Travail demandé a
D'après le texte sur la danse igisirimba, de quel terme kibembe le mot « igisirimba » dérive-t-il ?

« Igisirimba » est une danse devenue emblématique, voire une idole, pratiquée dans certaines églises des Banyamulenge. Le mot « igisirimba » dérive du terme « eselemba » en Kibembe. Par déformation linguistique, les Banyamulenge ont adopté le terme « igisirimba ». Bien que la signification exacte du mot reste floue, il est évident qu'il s'agit d'une danse pratiquée lors de fêtes culturelles telles que les récoltes, les pêches abondantes, ou encore le retour des enfants après l'initiation ou la circoncision. Les Babembe, en chantant « nasakilwa nasakilwa na… » et en citant le nom de l'événement, expriment leur joie, comme par exemple « Nasakilwa nangeke » signifiant « je suis très satisfait des poissons ». Selon la terminologie chrétienne, le igisirimba est une danse d’origine païenne babembe.

Informations fournies
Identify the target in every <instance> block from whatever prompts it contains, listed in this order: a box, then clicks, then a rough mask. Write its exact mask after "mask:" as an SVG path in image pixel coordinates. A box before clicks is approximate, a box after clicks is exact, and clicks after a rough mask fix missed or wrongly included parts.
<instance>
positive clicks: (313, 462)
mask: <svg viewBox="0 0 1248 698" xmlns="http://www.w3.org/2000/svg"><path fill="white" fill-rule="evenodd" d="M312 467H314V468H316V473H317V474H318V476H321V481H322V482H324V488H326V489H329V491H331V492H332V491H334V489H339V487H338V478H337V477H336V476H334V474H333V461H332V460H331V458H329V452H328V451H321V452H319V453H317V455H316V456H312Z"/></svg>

---

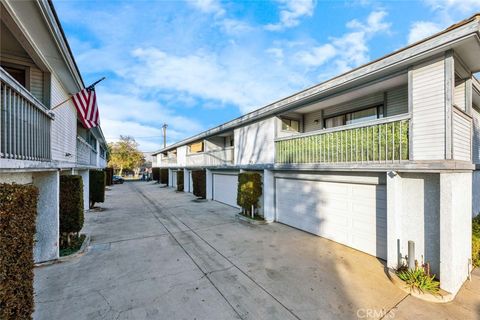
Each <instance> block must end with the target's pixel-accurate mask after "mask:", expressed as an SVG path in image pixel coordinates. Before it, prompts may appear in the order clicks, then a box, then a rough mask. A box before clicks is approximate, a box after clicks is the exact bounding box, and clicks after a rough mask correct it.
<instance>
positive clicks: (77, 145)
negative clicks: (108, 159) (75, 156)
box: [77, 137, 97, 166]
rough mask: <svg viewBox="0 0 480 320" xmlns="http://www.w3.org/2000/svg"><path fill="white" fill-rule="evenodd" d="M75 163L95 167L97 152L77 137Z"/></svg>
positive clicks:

==

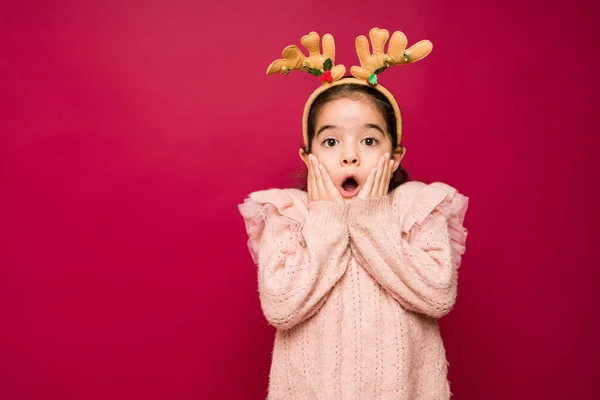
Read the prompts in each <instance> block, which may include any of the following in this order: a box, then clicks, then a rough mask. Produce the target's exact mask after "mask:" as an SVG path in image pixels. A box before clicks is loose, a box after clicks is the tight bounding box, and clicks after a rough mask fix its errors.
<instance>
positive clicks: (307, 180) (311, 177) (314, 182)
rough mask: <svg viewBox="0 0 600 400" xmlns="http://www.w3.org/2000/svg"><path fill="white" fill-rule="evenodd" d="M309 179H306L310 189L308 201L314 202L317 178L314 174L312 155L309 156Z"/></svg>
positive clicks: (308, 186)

Travail demandé b
Relevez chaque ligne des enregistrements qui contient la chaîne « viewBox ».

Solution a
Il dérive du terme « eselemba » en Kibembe.

Solution b
mask: <svg viewBox="0 0 1248 698" xmlns="http://www.w3.org/2000/svg"><path fill="white" fill-rule="evenodd" d="M312 467H314V468H316V473H317V474H318V476H321V481H322V482H324V488H326V489H329V491H331V492H332V491H334V489H339V487H338V478H337V477H336V476H334V474H333V461H332V460H331V458H329V452H328V451H321V452H319V453H317V455H316V456H312Z"/></svg>
rough mask: <svg viewBox="0 0 480 320" xmlns="http://www.w3.org/2000/svg"><path fill="white" fill-rule="evenodd" d="M75 163L95 167L97 152L77 137Z"/></svg>
rough mask: <svg viewBox="0 0 600 400" xmlns="http://www.w3.org/2000/svg"><path fill="white" fill-rule="evenodd" d="M309 179H306L310 189L308 201L314 202L317 178L314 174L312 155L309 156Z"/></svg>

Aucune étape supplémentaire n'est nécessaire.